### EXTRACTED RECORDS
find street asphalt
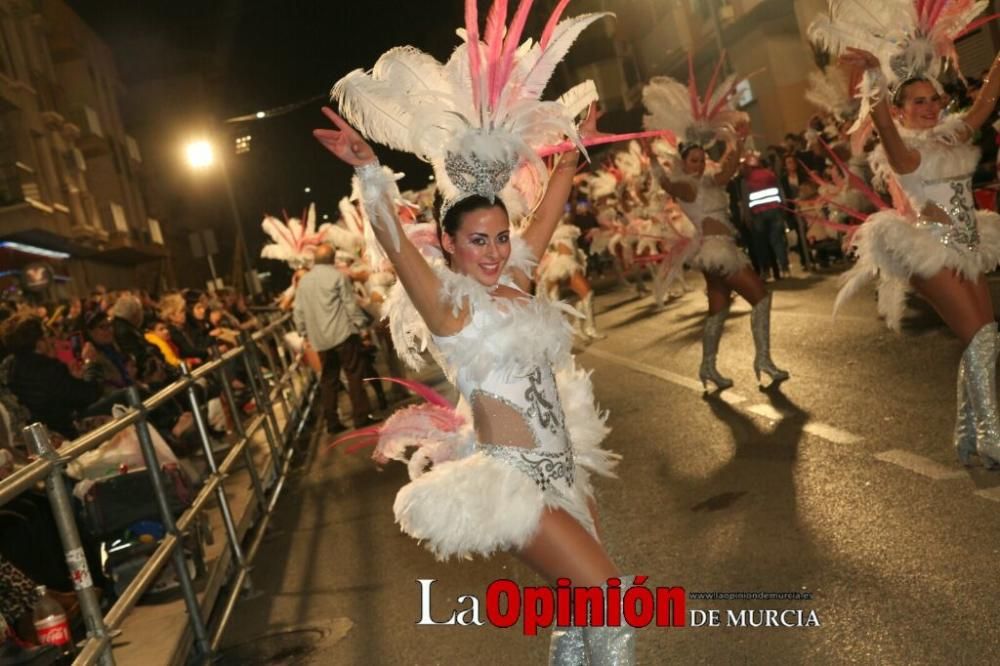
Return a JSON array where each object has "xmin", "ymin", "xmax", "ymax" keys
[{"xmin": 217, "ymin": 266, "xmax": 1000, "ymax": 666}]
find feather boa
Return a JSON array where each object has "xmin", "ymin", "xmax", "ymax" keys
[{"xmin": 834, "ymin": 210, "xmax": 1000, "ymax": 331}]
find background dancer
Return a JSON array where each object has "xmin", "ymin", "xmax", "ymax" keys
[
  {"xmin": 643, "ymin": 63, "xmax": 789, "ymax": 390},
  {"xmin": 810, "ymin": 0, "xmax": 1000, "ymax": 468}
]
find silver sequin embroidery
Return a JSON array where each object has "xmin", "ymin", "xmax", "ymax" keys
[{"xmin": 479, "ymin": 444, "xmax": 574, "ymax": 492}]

* * *

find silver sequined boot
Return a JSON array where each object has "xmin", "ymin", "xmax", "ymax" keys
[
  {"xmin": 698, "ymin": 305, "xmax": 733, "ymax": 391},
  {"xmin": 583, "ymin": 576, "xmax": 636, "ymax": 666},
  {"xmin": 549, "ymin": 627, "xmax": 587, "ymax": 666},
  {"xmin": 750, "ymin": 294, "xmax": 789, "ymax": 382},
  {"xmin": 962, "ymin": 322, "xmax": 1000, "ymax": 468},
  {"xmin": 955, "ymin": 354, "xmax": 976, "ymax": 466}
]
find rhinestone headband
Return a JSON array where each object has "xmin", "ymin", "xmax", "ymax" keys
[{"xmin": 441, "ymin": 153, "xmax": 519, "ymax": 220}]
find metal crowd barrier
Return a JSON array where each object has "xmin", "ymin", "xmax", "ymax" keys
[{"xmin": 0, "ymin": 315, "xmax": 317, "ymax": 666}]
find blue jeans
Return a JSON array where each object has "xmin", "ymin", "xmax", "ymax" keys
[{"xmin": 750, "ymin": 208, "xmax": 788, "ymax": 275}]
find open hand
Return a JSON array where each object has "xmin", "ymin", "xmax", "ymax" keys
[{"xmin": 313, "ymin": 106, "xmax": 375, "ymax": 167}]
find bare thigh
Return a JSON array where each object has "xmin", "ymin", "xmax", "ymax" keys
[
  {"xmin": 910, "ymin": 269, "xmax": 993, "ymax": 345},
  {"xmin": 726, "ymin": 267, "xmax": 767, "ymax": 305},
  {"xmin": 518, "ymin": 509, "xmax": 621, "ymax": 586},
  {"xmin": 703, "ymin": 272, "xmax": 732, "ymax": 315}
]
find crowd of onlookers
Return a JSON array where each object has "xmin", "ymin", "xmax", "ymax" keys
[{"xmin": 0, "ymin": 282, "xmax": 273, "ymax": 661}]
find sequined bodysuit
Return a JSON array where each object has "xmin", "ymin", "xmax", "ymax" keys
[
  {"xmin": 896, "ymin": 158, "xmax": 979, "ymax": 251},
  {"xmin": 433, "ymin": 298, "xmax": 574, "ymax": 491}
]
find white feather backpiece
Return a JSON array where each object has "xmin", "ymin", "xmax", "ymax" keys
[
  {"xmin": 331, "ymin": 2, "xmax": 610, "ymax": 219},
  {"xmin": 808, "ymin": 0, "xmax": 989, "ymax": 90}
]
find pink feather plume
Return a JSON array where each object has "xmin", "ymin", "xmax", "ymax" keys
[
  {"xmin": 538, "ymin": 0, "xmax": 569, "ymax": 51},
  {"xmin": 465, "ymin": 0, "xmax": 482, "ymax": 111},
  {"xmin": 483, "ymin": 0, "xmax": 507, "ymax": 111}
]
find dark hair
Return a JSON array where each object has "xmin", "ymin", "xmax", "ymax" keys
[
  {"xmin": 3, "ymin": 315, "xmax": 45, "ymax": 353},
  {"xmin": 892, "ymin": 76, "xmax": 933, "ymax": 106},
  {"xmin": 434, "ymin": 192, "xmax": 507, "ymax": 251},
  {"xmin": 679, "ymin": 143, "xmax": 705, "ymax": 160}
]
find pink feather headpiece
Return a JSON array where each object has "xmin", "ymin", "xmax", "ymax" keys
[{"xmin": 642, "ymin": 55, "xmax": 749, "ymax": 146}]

---

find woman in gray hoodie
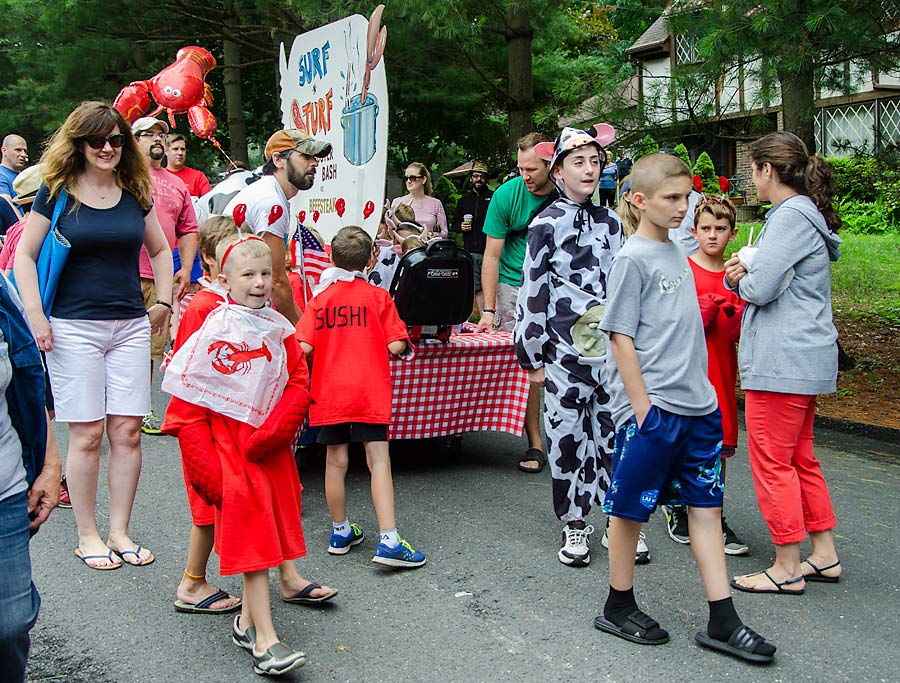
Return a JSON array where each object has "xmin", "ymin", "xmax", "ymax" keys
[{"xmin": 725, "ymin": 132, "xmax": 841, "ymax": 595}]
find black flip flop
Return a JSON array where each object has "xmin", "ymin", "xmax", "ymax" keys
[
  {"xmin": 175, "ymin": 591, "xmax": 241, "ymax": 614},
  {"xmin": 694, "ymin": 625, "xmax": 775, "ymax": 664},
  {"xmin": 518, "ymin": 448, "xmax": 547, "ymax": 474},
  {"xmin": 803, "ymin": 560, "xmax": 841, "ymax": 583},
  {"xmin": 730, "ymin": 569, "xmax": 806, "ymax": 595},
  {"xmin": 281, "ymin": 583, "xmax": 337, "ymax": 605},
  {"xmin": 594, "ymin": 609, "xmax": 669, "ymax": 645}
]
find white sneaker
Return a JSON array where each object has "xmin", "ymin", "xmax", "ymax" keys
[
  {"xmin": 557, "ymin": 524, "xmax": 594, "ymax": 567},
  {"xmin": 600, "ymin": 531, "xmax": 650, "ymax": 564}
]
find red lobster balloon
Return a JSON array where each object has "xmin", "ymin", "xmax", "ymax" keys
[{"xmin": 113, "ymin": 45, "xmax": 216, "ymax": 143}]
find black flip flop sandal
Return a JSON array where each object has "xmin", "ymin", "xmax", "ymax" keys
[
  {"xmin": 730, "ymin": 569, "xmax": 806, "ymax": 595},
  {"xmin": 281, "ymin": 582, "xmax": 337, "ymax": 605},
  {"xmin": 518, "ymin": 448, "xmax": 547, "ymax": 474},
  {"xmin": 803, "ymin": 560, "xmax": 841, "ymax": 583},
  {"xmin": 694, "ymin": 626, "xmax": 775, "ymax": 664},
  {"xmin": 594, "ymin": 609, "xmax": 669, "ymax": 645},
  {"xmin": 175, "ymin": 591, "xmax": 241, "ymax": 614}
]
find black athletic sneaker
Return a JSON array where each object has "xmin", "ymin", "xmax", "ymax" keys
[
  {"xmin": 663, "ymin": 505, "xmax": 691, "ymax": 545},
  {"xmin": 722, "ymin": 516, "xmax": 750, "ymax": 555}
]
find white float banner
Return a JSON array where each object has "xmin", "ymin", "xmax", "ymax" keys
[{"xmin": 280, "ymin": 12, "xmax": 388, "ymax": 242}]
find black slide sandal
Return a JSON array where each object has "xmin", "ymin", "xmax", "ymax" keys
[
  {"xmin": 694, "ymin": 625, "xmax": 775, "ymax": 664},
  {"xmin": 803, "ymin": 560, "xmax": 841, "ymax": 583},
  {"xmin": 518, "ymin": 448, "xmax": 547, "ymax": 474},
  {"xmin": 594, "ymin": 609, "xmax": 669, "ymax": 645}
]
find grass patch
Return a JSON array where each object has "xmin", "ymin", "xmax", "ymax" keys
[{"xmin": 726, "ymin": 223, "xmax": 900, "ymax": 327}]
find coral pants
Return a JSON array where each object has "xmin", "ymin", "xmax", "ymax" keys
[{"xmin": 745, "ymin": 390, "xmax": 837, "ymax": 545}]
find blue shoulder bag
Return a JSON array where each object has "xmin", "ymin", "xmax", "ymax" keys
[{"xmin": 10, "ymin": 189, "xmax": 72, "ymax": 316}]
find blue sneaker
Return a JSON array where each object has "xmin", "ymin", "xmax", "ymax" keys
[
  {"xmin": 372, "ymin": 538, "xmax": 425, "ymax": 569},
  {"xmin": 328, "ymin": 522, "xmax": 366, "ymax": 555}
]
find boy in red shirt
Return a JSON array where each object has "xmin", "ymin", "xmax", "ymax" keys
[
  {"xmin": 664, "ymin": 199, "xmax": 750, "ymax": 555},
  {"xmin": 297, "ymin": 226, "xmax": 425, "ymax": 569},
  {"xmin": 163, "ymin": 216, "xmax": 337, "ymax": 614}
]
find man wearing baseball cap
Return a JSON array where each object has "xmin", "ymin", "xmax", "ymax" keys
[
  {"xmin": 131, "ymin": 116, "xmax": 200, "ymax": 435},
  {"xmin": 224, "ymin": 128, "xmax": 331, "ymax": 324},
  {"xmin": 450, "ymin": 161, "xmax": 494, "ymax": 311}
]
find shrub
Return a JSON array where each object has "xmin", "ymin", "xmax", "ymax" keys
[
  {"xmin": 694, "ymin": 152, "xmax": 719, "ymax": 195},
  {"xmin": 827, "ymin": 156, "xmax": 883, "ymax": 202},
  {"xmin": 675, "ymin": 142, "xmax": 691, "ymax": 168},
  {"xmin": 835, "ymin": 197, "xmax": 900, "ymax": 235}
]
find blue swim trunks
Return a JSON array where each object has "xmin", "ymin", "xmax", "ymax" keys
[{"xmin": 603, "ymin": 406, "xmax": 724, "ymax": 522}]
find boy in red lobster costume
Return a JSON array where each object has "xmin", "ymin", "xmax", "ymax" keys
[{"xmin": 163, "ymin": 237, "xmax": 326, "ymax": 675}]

### YOUR TASK
Copy out every line in the rows above that contains the string "flip", keeping each one unchanged.

### FINAL RESULT
find black flip flop
find black flip flop sandal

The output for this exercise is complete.